▶ [To be done]
Decide whether each statement agrees with the interview below, answering yes or no and quoting the words that decide it: (a) The artist sees the hybrid bodies she painted as part of a progression. (b) The arts village at Andretta was started by Nora Richards. (c) The artist has lived in New Delhi for several decades.

▶ [Source]

==================================================

I don’t think it’s right to see the hybrid bodies I painted as part of a progression. They were always there; I didn’t really think of doing it in order to extend some idea from an earlier series. These keep recurring, rather than being totally replaced with something new. People in our culture also make constant comparisons of human behaviour with animals. Especially for women—if someone is well-behaved, she is said to be like a cow. I find these fascinating, so I put them in my work, as if to exaggerate the feeling. Of course, I also drew from mythology, where such hybrid human-animal forms recur.

Gogi Saroj Pal, Untitled (Kinnari Series), Gouache on paper, 11.2 x 8.0 in., 2008. Collection: DAG

Q. How did you come to paint some of your other series, like the one on Tibetan monks in Dharamshala, or the Kinnari works? You have spoken about the influence of migration on your work, did these works also express your experience of migrancy in some way?

Gogi: My family has roots in Kangra, Lahore (some having moved to India after the Partition in 1947), Uttar Pradesh and I have lived in New Delhi for several decades now. I still remember stories of perilous river crossings that brought my family members over from higher latitudes. Earlier in my career, and even before that, artists were trying to set up communities and villages in parts of Himachal Pradesh. B. C. Sanyal, for instance, stayed at an arts village near Palampur (Andretta, which was started by the educator, Nora Richards). Some of this land was given to Richards by my uncle—although she claimed later that it was given to her by the British!

==================================================

[Excerpts of pointing data]
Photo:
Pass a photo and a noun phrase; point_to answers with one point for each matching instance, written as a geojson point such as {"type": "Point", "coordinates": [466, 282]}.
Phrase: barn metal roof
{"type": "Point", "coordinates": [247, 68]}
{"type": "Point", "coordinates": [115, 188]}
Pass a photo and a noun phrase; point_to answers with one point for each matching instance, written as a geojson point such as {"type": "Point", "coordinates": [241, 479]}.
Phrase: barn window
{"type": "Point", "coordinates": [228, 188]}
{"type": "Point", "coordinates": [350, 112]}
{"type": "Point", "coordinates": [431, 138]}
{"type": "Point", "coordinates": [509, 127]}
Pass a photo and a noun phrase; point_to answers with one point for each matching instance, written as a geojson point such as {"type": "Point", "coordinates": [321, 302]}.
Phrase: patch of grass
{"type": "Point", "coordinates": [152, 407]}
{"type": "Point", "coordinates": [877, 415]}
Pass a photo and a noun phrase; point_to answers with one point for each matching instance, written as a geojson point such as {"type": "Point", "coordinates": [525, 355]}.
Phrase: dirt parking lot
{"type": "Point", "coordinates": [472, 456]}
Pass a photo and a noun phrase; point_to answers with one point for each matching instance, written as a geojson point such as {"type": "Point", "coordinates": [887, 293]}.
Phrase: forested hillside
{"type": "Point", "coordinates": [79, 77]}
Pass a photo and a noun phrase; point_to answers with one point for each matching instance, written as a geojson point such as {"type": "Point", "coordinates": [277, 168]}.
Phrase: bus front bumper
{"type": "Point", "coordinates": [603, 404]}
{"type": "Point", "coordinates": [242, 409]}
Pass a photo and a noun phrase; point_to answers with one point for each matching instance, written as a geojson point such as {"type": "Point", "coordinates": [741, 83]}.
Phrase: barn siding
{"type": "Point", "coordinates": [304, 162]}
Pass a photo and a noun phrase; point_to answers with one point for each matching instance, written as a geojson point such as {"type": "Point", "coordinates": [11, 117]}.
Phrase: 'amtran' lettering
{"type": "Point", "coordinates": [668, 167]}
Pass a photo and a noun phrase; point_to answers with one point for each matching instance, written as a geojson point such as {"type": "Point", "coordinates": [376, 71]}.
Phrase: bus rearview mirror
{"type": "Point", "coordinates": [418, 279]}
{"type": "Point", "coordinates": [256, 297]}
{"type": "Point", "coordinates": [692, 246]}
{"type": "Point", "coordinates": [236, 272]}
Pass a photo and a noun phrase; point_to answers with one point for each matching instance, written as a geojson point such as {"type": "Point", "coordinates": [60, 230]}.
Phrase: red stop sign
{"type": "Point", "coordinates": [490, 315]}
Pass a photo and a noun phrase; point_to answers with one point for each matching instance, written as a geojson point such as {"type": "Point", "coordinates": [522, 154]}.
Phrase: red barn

==================================================

▶ [Exercise response]
(a) No: "I don’t think it’s right to see the hybrid bodies I painted as part of a progression."
(b) Yes: "Andretta, which was started by the educator, Nora Richards"
(c) Yes: "I have lived in New Delhi for several decades now"